[SOURCE PASSAGE Boundary: Start]

1099-MISC Filing Requirements

If you operate a business, the government requires you to file a 1099-MISC form if you made royalty payments of $10 or more to a single individual or paid $600 or more to a single individual for rents, services, prizes and awards. This form is also necessary if you paid $600 or more to an individual or corporation for health services, fishing activities or legal fees. You must send one copy of the form to the government and another to the recipient of the payments. The recipient must receive the 1099 by January 31 and must declare the amount that you paid as income.

Declaring Rent

If you operate a business and pay rent, the government considers the recipient of that rent an independent contractor in the business of providing rental property. That person must declare the rent received from you as income, provided it is $600 or more. You will need to file a 1099-MISC form to declare the amount of rent you paid. You do not have to file a 1099 if you pay the rent to a corporation or a real estate agent. The recipient of the of the rent must declare it on Schedule E of the federal return.

Rental Expenses

As part of the Small Business Jobs Act of 2010, passed along with the Patient Protection and Affordable Care Act, or Obamacare, the federal government requires landlords who rented property as a business to file a 1099-MISC for payments made in excess of $600 to any contractor who provided services to the rental property. Although effective in January of 2011, Congress repealed the legislation on April 18, 2011. As a result, you no longer have to report expenses paid to contractors on a 1099 form if you own rental property.

Considerations

1099 forms are typically for reporting payments made in the course of conducting business, so you don't have to file one for your rental space if you don't use it for that. This creates a gray area for someone who rents their home and conducts a small business from it. Filing a 1099 may help you balance your business books, but it may cause your landlord consternation unless you have come to a prior agreement about it. Although the law unambiguously requires businesses to report rental expenses on a 1099, it clearly does not require it for personal transactions.

[SOURCE PASSAGE Boundary: End]

_CHECK YOUR UNDERSTANDING:_
- A) Copy the 1099-MISC passage between "1099-MISC Filing Requirements" and "paid as income.", inclusive.
- B) For each statement, say whether the 1099-MISC passage agrees with it, answering yes or no and quoting the deciding words: (i) The recipient of the payments must receive the 1099 by January 31. (ii) A business paying rent to a real estate agent must file a 1099. (iii) Congress repealed the legislation on April 18, 2011.

[INPUT DATA Boundary: Start]

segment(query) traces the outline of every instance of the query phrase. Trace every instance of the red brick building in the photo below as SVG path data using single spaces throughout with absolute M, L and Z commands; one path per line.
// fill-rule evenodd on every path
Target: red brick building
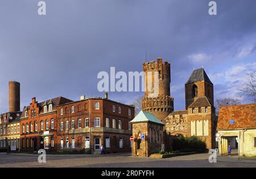
M 81 100 L 56 107 L 57 150 L 106 152 L 131 150 L 129 138 L 134 107 L 105 98 L 83 96 Z
M 60 97 L 38 103 L 35 98 L 20 116 L 20 149 L 57 149 L 56 106 L 72 100 Z

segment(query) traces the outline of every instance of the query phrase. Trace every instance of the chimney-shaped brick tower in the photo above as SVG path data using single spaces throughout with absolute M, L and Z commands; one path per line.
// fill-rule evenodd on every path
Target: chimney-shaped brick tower
M 20 86 L 18 82 L 9 82 L 9 111 L 16 112 L 20 110 Z
M 145 96 L 142 110 L 164 123 L 164 119 L 174 111 L 174 98 L 170 96 L 170 64 L 158 58 L 156 63 L 144 63 L 143 72 Z

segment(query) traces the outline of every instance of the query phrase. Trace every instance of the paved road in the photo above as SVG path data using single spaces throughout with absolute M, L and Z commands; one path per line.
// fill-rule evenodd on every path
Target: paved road
M 227 161 L 224 158 L 217 163 L 208 161 L 208 153 L 195 154 L 168 159 L 132 157 L 129 154 L 48 155 L 46 163 L 38 162 L 37 155 L 0 153 L 2 167 L 256 167 L 256 163 Z

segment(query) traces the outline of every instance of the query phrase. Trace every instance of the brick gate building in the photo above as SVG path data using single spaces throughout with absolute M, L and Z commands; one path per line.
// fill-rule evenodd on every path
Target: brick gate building
M 134 107 L 104 98 L 85 98 L 57 106 L 57 149 L 95 153 L 131 150 L 129 138 Z

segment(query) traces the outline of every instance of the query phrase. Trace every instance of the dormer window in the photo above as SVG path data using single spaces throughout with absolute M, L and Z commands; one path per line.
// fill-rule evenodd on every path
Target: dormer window
M 75 106 L 71 107 L 71 113 L 75 113 Z
M 47 113 L 47 106 L 44 106 L 44 113 Z
M 49 105 L 49 111 L 52 111 L 52 105 L 50 104 Z

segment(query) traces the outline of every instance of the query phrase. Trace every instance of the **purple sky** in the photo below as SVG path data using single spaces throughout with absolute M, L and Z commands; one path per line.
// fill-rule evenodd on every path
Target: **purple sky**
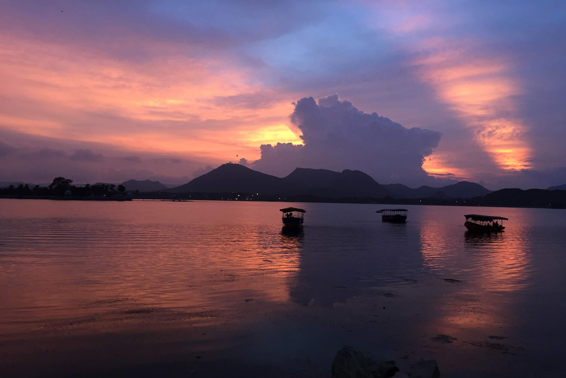
M 2 2 L 0 181 L 564 184 L 564 1 Z

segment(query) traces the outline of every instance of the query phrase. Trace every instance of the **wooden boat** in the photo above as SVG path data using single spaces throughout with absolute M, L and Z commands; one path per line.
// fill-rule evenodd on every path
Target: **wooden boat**
M 492 216 L 491 215 L 478 215 L 478 214 L 468 214 L 464 215 L 466 222 L 464 224 L 469 231 L 478 232 L 499 232 L 503 231 L 503 221 L 509 220 L 503 216 Z M 501 223 L 499 221 L 501 220 Z
M 305 213 L 306 210 L 297 207 L 285 207 L 280 209 L 279 211 L 283 213 L 281 220 L 283 224 L 288 227 L 300 227 L 305 222 Z
M 407 220 L 406 209 L 382 209 L 379 210 L 383 213 L 381 220 L 391 222 L 393 223 L 404 223 Z

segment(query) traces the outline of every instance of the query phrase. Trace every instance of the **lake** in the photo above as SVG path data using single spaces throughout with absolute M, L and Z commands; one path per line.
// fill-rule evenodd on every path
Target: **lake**
M 307 210 L 282 232 L 278 209 Z M 0 199 L 2 376 L 563 377 L 566 211 Z M 468 235 L 464 215 L 508 218 Z

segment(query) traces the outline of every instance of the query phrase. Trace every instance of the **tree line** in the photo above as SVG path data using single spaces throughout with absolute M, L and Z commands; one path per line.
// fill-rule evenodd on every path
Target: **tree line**
M 27 184 L 20 184 L 18 186 L 10 185 L 7 188 L 0 189 L 0 195 L 8 196 L 65 196 L 67 190 L 71 192 L 72 197 L 113 197 L 125 196 L 126 187 L 123 185 L 118 186 L 113 184 L 87 184 L 84 186 L 76 186 L 72 185 L 70 179 L 59 177 L 53 179 L 53 181 L 48 186 L 35 185 L 31 186 Z M 137 194 L 138 191 L 134 193 Z

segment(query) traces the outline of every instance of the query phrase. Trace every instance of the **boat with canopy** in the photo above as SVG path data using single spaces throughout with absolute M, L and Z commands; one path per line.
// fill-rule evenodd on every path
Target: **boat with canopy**
M 393 223 L 404 223 L 407 220 L 406 209 L 382 209 L 379 210 L 381 214 L 383 222 L 391 222 Z M 377 213 L 377 211 L 376 211 Z
M 466 222 L 464 225 L 469 231 L 481 232 L 503 231 L 505 229 L 505 227 L 503 227 L 503 221 L 509 220 L 508 218 L 503 216 L 492 216 L 491 215 L 468 214 L 464 216 L 466 217 Z
M 283 213 L 281 220 L 284 226 L 297 227 L 303 225 L 305 222 L 305 213 L 306 210 L 297 207 L 285 207 L 280 209 L 279 211 Z

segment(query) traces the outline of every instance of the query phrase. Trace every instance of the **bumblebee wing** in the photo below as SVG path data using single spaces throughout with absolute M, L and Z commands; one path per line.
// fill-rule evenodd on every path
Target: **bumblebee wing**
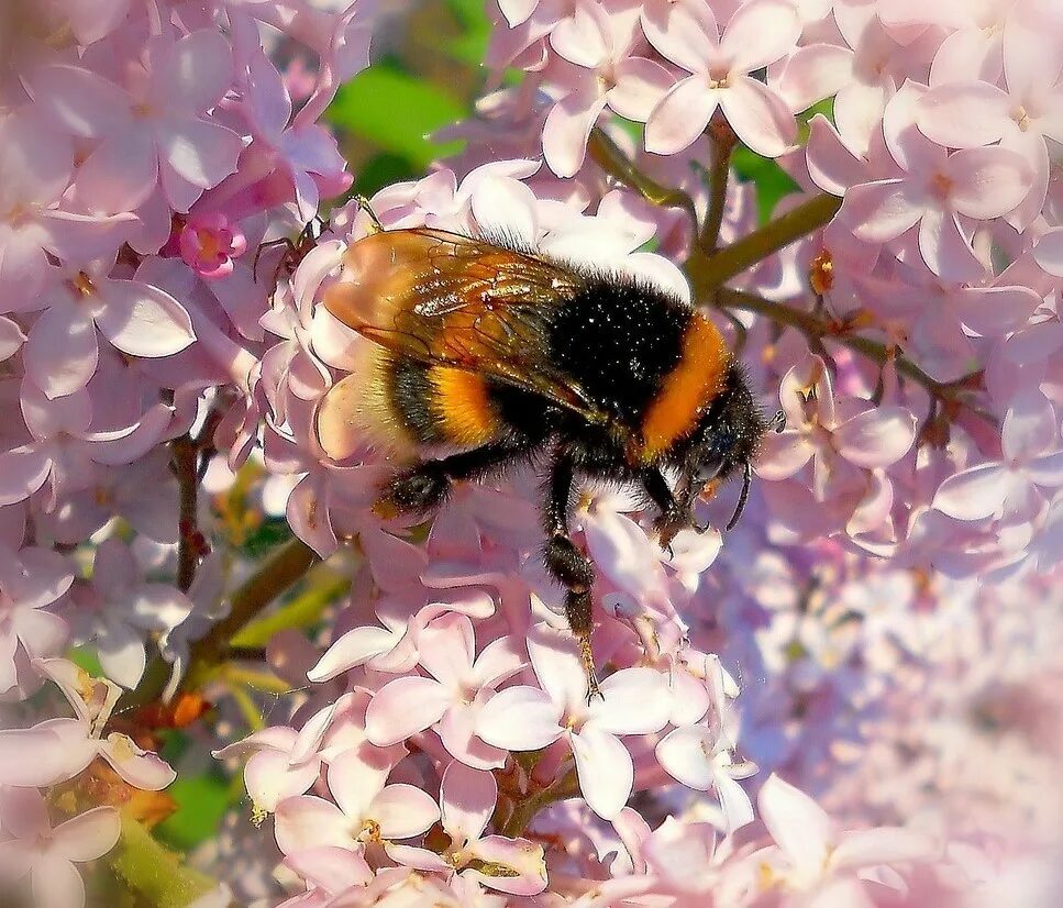
M 550 361 L 558 303 L 578 275 L 533 255 L 440 230 L 370 234 L 346 253 L 325 308 L 400 355 L 476 372 L 593 421 L 602 413 Z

[INPUT DATA Boundary: End]

_SOLUTIONS FOR EACH TASK:_
- A)
1099-MISC Filing Requirements

If you operate a business, the government requires you to file a 1099-MISC form if you made royalty payments of $10 or more to a single individual or paid $600 or more to a single individual for rents, services, prizes and awards. This form is also necessary if you paid $600 or more to an individual or corporation for health services, fishing activities or legal fees. You must send one copy of the form to the government and another to the recipient of the payments. The recipient must receive the 1099 by January 31 and must declare the amount that you paid as income.

- B)
(i) Yes: "The recipient must receive the 1099 by January 31"
(ii) No: "You do not have to file a 1099 if you pay the rent to a corporation or a real estate agent."
(iii) Yes: "Congress repealed the legislation on April 18, 2011."